Output each record exactly as given. Leave out every picture.

#### SUPPLIED MATERIAL

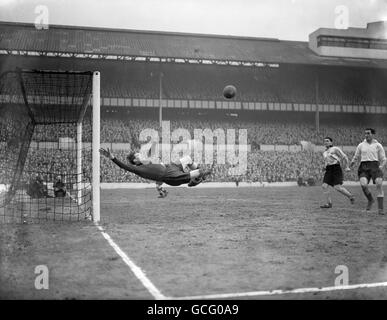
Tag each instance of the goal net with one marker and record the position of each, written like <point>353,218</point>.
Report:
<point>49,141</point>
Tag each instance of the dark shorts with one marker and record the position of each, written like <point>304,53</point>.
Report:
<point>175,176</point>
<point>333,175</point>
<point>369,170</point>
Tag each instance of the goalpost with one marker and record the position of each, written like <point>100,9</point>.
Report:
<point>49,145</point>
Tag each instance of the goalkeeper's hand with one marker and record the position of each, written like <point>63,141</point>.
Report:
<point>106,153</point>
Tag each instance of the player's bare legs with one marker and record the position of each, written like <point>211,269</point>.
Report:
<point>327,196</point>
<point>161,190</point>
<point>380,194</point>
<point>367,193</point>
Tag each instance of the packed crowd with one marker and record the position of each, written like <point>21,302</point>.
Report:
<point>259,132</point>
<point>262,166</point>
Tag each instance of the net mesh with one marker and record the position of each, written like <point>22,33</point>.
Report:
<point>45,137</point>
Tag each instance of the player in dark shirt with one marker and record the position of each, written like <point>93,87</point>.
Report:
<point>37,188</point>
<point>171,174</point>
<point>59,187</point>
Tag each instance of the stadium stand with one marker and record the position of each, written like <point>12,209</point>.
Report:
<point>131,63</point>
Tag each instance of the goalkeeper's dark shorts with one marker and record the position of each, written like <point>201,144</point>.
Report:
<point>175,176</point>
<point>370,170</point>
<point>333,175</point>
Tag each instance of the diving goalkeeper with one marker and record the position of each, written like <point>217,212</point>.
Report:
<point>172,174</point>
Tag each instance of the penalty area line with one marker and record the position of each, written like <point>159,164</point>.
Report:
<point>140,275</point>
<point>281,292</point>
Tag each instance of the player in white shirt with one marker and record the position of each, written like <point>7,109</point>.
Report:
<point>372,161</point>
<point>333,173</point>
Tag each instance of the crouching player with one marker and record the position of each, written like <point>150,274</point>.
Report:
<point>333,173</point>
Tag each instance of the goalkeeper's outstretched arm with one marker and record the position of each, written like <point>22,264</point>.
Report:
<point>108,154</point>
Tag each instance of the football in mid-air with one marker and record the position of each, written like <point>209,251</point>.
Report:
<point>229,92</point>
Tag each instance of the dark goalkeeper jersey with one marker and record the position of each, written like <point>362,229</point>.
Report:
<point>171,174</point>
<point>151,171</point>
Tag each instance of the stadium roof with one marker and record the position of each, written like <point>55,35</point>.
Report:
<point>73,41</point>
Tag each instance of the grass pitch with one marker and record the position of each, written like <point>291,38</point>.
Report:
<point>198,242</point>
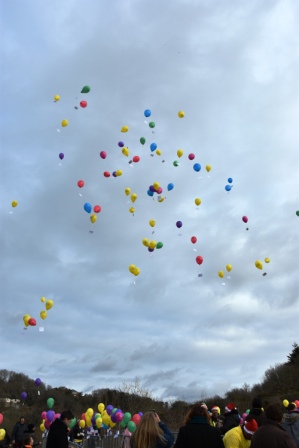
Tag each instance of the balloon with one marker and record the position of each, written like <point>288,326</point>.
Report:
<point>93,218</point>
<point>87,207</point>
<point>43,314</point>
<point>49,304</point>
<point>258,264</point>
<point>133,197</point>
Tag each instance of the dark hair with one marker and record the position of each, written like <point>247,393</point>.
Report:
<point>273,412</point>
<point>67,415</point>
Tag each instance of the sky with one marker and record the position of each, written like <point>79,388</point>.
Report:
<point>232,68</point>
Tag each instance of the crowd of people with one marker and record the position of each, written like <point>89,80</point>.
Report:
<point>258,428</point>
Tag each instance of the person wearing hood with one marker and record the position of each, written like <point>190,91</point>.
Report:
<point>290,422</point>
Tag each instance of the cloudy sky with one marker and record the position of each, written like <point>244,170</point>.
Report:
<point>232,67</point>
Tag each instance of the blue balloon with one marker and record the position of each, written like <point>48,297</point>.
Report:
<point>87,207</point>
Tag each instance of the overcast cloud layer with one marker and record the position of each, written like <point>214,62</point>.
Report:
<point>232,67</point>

########

## EXERCISE ANSWER
Tag each instance of the goal net with one marker and record the position of each, written like <point>353,218</point>.
Report:
<point>49,141</point>
Tag each instance of the dark shorts with one marker and record the position of each, written like <point>304,53</point>.
Report:
<point>175,176</point>
<point>333,175</point>
<point>369,170</point>
Tag each instance of the goalpost with one marker and record the position of each, written like <point>100,9</point>.
Report:
<point>49,145</point>
Tag each instance of the goalkeeper's hand with one marker and record the position of each, written like <point>63,141</point>.
Report:
<point>106,153</point>
Tag each instance of the player's bare legs with one marker and record the position of each, written like <point>211,269</point>.
Report:
<point>327,196</point>
<point>161,190</point>
<point>380,194</point>
<point>367,193</point>
Tag each instance of the packed crowd with one marker and record the position of each, written like <point>21,302</point>.
Report:
<point>259,132</point>
<point>262,166</point>
Tag each instance of the net mesh with one marker and record the position of each, written like <point>22,33</point>.
Report:
<point>45,137</point>
Tag each instance of the player in dark shirt with one marker and record the position of each, written like <point>93,87</point>.
Report:
<point>37,188</point>
<point>171,174</point>
<point>59,187</point>
Tag each instance of the stadium stand with one marker and record the position of each, written like <point>12,209</point>.
Report:
<point>131,63</point>
Tag each instance of the goalkeeper's dark shorts with one marker and record the position of each, written like <point>201,144</point>.
Report:
<point>175,176</point>
<point>370,170</point>
<point>333,175</point>
Tag each instance of the diving goalkeeper with one marker and record the position of each, written like <point>217,212</point>.
Report:
<point>172,174</point>
Tag each instance of the penalty area line with one marker and record the position of each, written like <point>159,164</point>.
Report:
<point>140,275</point>
<point>281,292</point>
Tag each instance of the player in white shirt with one marker and record the position of each, written like <point>7,109</point>.
Report:
<point>372,161</point>
<point>333,173</point>
Tag each instance of the crouching player with one marker and record the position of each, written like <point>150,274</point>.
Report:
<point>333,173</point>
Tag each instance of the goalkeeper's outstretched arm with one marker and record the position of each, written like <point>22,264</point>.
Report:
<point>108,154</point>
Tag each instance of the football in mid-air with one marker and record the position of each, written like <point>209,251</point>.
Report:
<point>229,92</point>
Tag each instance of the dark goalkeeper jersey with one marker and record the position of each, written like <point>362,229</point>.
Report:
<point>171,174</point>
<point>151,171</point>
Tag each instance of the stadium roof with one marker and record the position of each, written like <point>55,35</point>.
Report:
<point>73,41</point>
Tag each instance of the grass pitch with one marker and record the position of each, written like <point>291,38</point>.
Report:
<point>198,242</point>
Tag each instance of the balloon with one marker and record the position of each, written like <point>288,326</point>.
Report:
<point>93,218</point>
<point>87,207</point>
<point>43,314</point>
<point>49,304</point>
<point>258,264</point>
<point>133,197</point>
Tag each instance of the dark hair with one marker and record the position of each, written like <point>247,393</point>.
Report:
<point>273,412</point>
<point>67,415</point>
Tag each instance of the sky with one marker and record the position of each, written like <point>79,388</point>.
Report:
<point>232,68</point>
Tag each instance of the crowd of people with one marker and record the position of each, written like <point>89,80</point>.
Report:
<point>258,428</point>
Tag each instance of the person wearing hood with one marker and record the position of each, written like <point>190,91</point>.
Report:
<point>290,422</point>
Tag each instance of the cloudy sky with one marker and record the position of each, written like <point>244,170</point>.
Report:
<point>232,67</point>
Tag each instance of the blue balloon with one marker and record the position of each, written like <point>48,297</point>.
Report:
<point>87,207</point>
Tag each instance of the overcast cloud layer with one marker and record the position of each, written like <point>214,62</point>.
Report:
<point>232,67</point>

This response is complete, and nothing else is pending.